[Items]

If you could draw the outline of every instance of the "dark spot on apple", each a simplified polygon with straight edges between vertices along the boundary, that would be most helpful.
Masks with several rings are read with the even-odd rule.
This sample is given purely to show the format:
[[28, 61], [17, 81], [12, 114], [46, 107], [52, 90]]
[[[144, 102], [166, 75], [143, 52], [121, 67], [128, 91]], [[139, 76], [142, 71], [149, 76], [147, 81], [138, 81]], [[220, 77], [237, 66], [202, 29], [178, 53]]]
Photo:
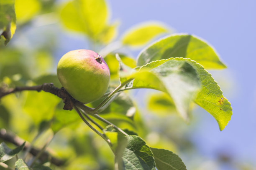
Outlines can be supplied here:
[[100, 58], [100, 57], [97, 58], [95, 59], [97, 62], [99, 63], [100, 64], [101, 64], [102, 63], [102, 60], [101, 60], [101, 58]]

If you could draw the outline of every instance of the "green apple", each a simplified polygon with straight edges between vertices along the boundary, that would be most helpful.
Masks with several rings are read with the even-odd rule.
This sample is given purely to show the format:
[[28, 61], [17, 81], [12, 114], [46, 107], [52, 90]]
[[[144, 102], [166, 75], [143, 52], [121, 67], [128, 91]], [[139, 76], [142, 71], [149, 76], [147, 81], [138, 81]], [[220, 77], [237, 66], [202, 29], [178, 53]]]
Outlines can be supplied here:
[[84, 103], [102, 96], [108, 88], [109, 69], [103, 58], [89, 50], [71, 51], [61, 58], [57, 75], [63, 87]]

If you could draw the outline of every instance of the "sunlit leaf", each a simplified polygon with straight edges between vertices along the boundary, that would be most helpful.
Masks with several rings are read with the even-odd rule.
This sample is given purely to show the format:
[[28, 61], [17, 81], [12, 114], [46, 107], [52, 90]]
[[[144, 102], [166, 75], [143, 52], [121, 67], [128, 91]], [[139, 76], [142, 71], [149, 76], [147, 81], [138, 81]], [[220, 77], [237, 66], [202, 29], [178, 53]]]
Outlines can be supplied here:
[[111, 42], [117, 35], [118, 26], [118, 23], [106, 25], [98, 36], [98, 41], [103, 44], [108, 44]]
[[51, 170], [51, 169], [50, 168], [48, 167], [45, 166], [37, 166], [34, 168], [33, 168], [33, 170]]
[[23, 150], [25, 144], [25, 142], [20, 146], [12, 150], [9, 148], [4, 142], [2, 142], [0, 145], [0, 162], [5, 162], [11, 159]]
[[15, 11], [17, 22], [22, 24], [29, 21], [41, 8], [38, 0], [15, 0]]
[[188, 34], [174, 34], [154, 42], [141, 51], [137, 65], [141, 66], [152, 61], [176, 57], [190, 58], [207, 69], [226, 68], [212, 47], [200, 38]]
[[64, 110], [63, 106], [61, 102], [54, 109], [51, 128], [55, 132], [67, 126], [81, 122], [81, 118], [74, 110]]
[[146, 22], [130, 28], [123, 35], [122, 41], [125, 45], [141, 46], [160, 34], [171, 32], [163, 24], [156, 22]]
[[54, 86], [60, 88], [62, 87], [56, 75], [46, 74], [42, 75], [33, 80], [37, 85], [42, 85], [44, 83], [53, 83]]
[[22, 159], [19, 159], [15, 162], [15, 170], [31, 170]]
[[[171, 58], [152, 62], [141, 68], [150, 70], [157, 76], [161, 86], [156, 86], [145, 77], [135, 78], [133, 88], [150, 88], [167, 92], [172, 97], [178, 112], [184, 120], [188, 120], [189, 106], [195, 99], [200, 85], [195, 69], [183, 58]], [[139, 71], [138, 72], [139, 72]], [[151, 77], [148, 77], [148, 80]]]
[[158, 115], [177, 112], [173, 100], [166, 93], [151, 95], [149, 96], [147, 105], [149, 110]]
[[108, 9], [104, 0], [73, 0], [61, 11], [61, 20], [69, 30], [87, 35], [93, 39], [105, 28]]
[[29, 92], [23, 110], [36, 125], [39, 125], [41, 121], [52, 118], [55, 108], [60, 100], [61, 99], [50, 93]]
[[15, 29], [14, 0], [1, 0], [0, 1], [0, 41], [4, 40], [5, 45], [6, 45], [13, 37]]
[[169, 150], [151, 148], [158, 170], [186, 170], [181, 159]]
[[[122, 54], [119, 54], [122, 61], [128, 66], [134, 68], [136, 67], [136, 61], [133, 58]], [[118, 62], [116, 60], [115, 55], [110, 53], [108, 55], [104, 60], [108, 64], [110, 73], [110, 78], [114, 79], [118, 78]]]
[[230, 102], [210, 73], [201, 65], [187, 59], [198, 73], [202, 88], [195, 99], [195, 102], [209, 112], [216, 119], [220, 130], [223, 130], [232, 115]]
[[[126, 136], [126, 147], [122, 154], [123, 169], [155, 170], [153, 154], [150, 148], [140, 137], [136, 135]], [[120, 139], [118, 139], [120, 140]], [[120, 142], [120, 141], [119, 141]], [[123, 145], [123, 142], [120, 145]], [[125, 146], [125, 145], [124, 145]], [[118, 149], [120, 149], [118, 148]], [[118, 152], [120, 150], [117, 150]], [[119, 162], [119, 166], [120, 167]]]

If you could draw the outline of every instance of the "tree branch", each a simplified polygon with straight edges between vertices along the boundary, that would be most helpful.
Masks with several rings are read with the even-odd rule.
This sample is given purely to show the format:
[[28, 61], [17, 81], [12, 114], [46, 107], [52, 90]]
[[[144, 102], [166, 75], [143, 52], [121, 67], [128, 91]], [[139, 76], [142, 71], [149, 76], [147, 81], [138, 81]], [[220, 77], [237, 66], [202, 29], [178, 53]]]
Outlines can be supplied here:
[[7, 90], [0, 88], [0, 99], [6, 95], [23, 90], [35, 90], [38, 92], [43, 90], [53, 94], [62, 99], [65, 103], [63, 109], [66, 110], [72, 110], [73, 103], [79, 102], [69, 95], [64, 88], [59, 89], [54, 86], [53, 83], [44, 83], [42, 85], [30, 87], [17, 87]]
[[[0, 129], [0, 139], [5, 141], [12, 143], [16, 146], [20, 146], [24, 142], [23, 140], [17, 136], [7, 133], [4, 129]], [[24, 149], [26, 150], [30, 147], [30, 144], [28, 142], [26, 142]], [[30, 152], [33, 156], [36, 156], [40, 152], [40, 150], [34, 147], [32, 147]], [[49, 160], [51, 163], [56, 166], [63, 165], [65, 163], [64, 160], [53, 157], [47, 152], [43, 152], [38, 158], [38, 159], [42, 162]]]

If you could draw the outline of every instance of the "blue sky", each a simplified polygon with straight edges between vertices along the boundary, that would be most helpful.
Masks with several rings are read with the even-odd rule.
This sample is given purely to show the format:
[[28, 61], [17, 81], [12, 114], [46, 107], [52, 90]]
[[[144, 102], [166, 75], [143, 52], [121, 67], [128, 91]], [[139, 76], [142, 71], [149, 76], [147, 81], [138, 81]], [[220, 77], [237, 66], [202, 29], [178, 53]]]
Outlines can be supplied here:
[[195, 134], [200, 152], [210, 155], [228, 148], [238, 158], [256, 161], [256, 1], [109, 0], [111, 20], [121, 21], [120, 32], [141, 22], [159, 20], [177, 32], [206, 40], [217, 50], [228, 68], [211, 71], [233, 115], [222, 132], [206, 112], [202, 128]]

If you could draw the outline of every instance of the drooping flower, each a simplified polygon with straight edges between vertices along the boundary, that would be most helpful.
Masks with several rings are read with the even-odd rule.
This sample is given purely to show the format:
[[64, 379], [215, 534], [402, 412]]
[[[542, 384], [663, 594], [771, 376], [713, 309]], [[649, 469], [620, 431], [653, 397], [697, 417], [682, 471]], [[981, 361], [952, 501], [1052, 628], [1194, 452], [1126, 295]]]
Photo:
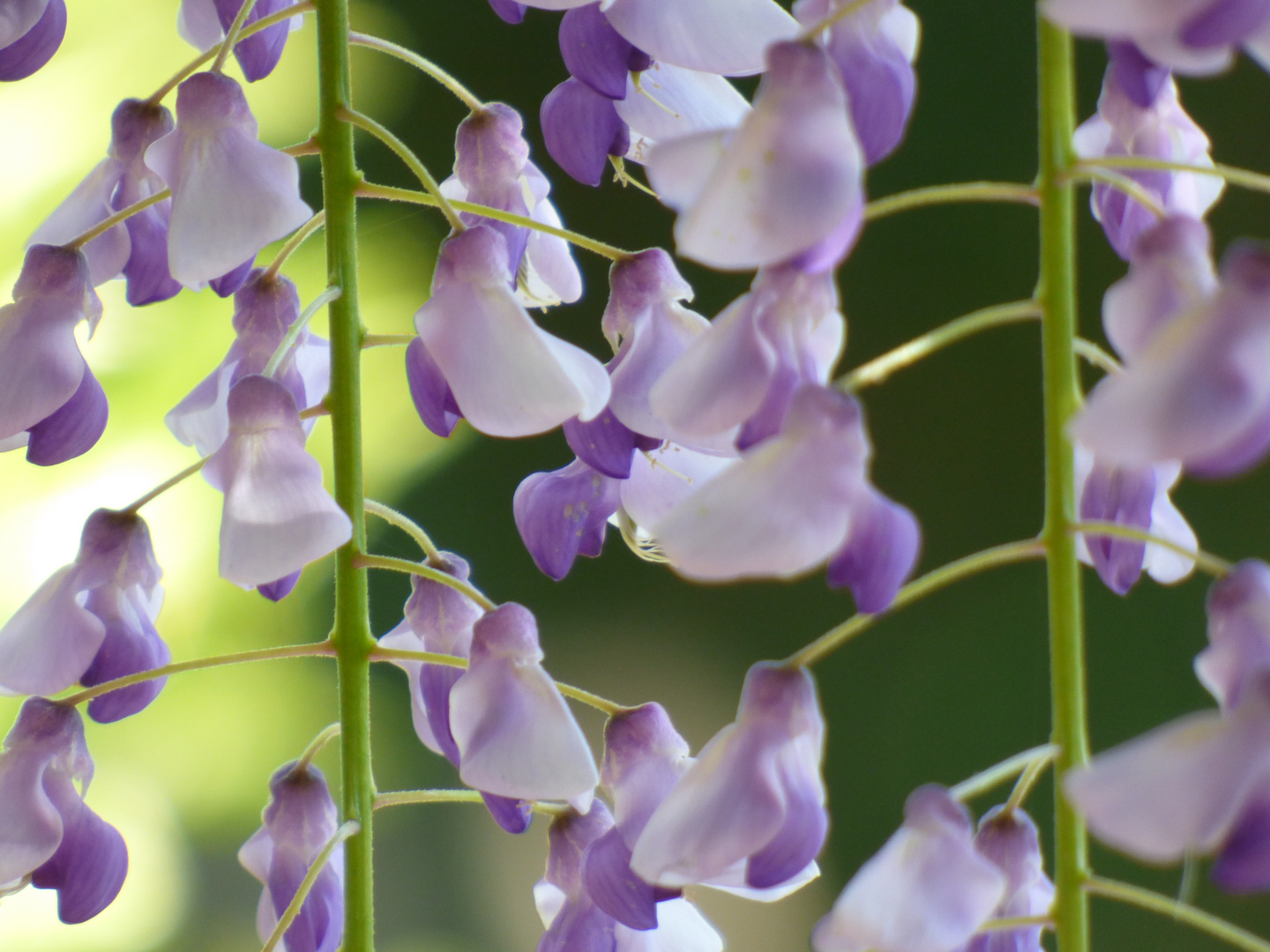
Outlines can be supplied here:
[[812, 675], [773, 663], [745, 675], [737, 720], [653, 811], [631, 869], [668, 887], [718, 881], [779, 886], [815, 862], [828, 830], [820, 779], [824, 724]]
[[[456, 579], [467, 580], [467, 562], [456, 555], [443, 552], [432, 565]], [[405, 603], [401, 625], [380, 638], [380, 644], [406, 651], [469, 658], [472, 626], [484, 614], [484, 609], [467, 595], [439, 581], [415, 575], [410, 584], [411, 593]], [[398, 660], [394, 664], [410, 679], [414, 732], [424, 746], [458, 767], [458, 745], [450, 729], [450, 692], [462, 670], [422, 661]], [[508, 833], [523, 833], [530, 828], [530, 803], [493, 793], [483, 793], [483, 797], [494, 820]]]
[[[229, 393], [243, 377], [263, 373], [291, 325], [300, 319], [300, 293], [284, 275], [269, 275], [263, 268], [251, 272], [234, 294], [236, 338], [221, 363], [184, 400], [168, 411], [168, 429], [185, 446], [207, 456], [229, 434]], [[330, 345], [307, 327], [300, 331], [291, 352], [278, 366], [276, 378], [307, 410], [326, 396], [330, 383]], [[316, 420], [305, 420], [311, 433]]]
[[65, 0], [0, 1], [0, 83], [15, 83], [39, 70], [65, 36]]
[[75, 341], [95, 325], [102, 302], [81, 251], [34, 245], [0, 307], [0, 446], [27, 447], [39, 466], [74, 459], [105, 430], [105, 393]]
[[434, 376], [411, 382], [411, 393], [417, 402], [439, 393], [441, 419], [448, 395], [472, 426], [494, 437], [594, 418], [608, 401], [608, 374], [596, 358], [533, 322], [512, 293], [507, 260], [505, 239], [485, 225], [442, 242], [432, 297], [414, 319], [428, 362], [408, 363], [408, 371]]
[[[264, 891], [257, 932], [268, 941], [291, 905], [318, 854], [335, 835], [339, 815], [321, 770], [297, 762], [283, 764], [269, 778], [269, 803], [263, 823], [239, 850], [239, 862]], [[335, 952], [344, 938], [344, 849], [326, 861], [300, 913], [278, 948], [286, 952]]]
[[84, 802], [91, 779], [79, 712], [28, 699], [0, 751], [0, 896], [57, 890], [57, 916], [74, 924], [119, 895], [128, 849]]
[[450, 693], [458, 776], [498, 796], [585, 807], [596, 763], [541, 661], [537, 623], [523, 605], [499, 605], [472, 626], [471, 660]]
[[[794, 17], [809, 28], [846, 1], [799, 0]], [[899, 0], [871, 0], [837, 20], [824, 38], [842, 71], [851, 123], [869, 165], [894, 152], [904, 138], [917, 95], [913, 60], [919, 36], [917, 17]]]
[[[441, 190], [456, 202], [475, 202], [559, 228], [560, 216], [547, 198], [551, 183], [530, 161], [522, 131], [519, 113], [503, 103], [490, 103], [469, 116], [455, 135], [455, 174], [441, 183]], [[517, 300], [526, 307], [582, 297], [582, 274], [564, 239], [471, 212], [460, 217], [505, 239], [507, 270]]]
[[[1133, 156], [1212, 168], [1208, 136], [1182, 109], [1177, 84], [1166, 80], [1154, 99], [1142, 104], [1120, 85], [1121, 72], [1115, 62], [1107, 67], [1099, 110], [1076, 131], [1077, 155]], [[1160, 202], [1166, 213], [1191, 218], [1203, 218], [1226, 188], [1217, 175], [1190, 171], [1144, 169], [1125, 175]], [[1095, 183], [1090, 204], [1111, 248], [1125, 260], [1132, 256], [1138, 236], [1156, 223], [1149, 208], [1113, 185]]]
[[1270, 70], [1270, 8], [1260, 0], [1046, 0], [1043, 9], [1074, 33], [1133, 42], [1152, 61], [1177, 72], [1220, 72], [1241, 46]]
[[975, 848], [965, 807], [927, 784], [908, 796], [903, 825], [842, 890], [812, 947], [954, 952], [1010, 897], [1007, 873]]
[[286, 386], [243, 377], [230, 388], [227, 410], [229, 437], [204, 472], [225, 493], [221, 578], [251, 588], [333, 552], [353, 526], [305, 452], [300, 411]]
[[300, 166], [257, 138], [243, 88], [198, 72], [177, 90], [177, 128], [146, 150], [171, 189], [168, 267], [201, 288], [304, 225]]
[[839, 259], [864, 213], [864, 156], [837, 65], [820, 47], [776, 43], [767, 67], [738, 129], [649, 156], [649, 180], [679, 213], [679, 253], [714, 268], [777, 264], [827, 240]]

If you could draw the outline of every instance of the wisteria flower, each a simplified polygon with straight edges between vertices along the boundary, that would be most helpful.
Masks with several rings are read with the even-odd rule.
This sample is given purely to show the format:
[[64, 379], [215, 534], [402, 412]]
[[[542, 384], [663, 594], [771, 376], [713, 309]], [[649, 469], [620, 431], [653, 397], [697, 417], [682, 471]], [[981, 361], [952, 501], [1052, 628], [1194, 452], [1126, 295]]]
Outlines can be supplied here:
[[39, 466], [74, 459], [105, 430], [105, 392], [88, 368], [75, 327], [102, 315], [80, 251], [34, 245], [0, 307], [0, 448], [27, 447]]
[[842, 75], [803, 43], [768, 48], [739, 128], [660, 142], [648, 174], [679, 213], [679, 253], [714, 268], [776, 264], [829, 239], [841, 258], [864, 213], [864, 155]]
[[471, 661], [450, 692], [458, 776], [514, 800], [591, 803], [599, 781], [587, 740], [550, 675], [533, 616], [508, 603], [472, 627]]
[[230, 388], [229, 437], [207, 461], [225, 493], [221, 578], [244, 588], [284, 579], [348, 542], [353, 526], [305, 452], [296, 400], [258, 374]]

[Prompt] Render the material as a Markdown table, from the line containing "of the wisteria" up to and including the last line of the material. Use the columns Row and Text, give each line one numbered row, and leave out blank lines.

[Correct answer]
| Row | Text |
|---|---|
| 1 | If you could draw the outline of every instance of the wisteria flower, each a simplified polygon with straight edges between vertices along the boundary, that would be most helpful. |
| 2 | Masks with several rings are read with the even-odd rule. |
| 3 | This sample is given purely to show the format: |
| 4 | [[64, 379], [215, 534], [402, 412]] |
| 5 | [[[542, 384], [663, 594], [771, 376], [713, 309]], [[649, 469], [620, 431], [653, 397], [697, 417], [682, 471]], [[981, 361], [952, 501], [1052, 628], [1194, 452], [1126, 295]]] |
| 6 | Outlines can be supplied here: |
| 7 | [[39, 466], [74, 459], [105, 430], [105, 392], [88, 368], [75, 327], [102, 315], [80, 251], [34, 245], [0, 307], [0, 448], [27, 447]] |
| 8 | [[842, 75], [803, 43], [768, 48], [739, 128], [660, 142], [648, 174], [679, 213], [679, 253], [714, 268], [776, 264], [829, 239], [841, 258], [864, 213], [864, 155]] |
| 9 | [[471, 661], [450, 692], [458, 776], [514, 800], [591, 803], [599, 781], [587, 740], [550, 675], [533, 616], [508, 603], [472, 627]] |
| 10 | [[230, 388], [229, 437], [207, 461], [225, 493], [221, 578], [244, 588], [284, 579], [348, 542], [353, 526], [305, 452], [296, 400], [258, 374]] |